━━━ Teks Bacaan ━━━

Urgensi Pendidikan
Keberadaan kepemerintahan suatu negara
seharusnya mampu memberikan pelayanan-pelayanan dasar yang dapat diakses
secara adil oleh seluruh lapisan warga negara. Pelayanan-pelayanan
dasar ini adalah keamanan, kesehatan, dan pendidikan. Namun pada
faktanya ketiga pelayanan dasar ini hanya bisa dinikmati dengan mudah
oleh segelintir orang saja. Sementara untuk kalangan menengah ke bawah,
ketiga pelayanan yang sesungguhnya bersifat “dasar” ini justru menjadi
barang “mahal”. Seperti pelayanan pendidikan misalnya. Tidak semua orang
mampu mengaksesnya dengan mudah. Padahal pendidikan mengambil peranan
penting dalam kemajuan Negara khatulistiwa ini, dimana ia merupakan
mesin yang akan mencetak generasi muda penerus bangsa yang memiliki daya
saing baik dari segi intelektualitas, emosional dan spiritual sehingga
mampu berkompetisi pada tingkat global.

━━━ Isi Data ━━━

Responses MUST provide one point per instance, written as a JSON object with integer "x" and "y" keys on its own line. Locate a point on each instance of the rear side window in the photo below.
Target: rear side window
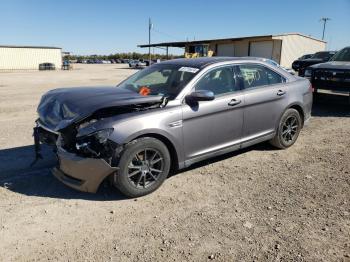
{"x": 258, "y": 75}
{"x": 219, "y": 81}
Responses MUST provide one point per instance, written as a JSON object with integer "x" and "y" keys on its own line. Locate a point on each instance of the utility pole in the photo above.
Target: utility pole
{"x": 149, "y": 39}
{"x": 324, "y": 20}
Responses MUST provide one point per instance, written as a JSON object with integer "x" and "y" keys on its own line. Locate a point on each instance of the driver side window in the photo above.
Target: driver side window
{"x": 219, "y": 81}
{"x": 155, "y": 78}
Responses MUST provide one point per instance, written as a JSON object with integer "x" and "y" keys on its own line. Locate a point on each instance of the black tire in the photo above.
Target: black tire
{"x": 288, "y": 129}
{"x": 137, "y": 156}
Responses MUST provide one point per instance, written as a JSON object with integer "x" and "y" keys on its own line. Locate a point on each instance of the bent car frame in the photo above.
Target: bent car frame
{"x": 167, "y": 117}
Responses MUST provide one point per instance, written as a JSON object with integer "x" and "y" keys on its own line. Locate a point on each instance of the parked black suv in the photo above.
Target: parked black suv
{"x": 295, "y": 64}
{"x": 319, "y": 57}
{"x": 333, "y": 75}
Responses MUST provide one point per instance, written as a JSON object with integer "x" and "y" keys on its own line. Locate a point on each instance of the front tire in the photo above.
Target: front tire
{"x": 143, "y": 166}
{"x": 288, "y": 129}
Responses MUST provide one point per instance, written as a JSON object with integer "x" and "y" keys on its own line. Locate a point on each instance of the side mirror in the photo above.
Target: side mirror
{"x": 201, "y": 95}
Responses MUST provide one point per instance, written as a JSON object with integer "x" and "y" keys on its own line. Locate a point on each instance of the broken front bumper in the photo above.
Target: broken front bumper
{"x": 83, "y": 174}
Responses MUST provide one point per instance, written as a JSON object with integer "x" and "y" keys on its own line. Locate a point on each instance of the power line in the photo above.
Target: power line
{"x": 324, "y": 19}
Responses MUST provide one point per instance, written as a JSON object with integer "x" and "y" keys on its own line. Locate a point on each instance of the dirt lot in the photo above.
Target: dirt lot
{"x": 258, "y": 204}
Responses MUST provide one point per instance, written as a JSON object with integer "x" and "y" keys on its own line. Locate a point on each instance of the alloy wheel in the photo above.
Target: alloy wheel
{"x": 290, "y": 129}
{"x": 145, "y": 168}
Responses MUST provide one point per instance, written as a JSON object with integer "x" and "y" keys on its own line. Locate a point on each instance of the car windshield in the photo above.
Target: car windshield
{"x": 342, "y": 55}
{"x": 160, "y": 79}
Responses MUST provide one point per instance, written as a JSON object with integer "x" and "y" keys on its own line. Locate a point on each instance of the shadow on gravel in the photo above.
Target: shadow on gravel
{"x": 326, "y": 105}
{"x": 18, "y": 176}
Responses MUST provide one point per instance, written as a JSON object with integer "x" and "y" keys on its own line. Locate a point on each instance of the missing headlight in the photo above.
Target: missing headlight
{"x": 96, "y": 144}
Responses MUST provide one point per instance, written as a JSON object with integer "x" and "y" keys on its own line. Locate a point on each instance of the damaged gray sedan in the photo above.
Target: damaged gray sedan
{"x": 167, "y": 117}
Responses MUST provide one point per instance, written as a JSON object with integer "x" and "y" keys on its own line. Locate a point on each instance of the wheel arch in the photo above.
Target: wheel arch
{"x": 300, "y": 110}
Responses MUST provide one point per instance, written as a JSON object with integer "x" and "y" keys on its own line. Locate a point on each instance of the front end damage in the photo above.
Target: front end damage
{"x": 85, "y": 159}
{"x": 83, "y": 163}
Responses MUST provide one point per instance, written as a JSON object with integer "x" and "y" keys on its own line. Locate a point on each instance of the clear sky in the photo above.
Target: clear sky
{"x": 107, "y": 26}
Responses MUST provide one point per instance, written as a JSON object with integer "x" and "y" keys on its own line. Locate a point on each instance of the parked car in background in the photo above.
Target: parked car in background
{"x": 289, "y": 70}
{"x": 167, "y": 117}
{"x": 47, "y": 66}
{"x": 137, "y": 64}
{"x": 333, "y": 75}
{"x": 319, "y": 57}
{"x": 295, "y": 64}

━━━
━━━ Isi Data ━━━

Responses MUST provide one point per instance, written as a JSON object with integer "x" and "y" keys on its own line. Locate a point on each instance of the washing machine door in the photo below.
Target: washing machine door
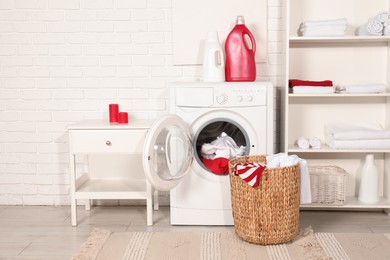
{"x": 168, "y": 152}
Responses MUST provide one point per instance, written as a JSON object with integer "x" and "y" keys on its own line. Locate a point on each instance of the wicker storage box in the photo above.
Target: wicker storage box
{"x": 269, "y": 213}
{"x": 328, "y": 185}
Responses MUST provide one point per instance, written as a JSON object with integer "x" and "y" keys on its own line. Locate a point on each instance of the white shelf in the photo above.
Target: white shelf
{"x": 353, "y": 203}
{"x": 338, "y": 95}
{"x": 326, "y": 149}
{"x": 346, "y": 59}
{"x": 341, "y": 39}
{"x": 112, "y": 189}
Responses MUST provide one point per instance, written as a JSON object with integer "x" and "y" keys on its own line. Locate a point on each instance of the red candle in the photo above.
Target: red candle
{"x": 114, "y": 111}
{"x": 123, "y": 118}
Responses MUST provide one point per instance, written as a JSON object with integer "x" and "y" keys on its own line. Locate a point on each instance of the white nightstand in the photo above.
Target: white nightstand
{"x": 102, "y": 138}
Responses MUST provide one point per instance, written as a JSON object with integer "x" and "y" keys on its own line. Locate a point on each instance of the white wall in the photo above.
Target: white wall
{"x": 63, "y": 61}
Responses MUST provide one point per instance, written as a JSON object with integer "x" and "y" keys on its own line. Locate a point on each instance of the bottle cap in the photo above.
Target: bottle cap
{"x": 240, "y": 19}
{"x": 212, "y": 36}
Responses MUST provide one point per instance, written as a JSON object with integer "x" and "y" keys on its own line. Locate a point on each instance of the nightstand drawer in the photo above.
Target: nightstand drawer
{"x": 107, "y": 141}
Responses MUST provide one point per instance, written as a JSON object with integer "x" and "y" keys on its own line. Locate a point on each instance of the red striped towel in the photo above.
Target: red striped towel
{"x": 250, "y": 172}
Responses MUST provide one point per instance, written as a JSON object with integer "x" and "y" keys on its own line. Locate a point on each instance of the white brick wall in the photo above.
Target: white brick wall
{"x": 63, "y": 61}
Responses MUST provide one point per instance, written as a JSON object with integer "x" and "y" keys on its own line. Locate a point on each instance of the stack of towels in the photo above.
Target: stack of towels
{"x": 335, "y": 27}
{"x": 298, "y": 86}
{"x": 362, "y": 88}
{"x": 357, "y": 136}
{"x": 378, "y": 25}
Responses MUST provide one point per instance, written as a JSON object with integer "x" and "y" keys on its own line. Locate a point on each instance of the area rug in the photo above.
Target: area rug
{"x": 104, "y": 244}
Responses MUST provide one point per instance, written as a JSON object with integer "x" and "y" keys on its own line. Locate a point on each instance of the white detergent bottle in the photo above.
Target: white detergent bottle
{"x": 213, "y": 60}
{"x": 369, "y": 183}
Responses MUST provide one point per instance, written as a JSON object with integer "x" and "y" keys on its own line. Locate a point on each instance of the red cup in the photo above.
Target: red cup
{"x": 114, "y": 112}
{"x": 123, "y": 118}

━━━

§ **Tugas yang Dikerjakan**:
1) Kumpulkan setiap baris entri yang memuat kata "broken", dengan memperhatikan huruf besar dan kecil.
2) Tuliskan lanjutan teks tentang urgensi pendidikan, dimulai setelah kalimat terakhirnya.
Teks dan entri di atas adalah bahan yang terpisah satu sama lain.

§ **Jawaban Tugas**:
1)
Responses MUST provide one point per instance, written as a JSON object with integer "x" and "y" keys on its own line. Locate a point on each instance of the broken front bumper in the photo above.
Target: broken front bumper

2)
Pendidikan juga merupakan senjata bagi
fenomena bonus demografi, yaitu fenomena dimana jumlah penduduk usia
produktif (15–60 tahun) lebih besar dibandingkan dengan usia
nonproduktif (di bawah 15 tahun dan di atas 60 tahun) yang perkirakan
terjadi di Indonesia pada tahun 2020 – 2030. Menurut Surya Chandra,
anggota DPR Komisi IX, dalam seminarnya di Fakultas Kedokteran
Universitas Indonesia, pada tahun 2020 – 2030, Indonesia akan memilki
180 juta (70 %) usia produktif dan hanya 60 juta jiwa penduduk usia
tidak produktif. Bisa dibayangkan seandainya anak-anak usia sekolah yang
akan menjadi generasi produktif dimasa mendatang justru tidak
mandapatkan layanan pendidikan, bonus demografi malah akan menjadi
bencana karena generasi tersebut tidak mampu bersaing di pasar tenaga
kerja. Ujung-ujungnya angka pengangguran meningkat.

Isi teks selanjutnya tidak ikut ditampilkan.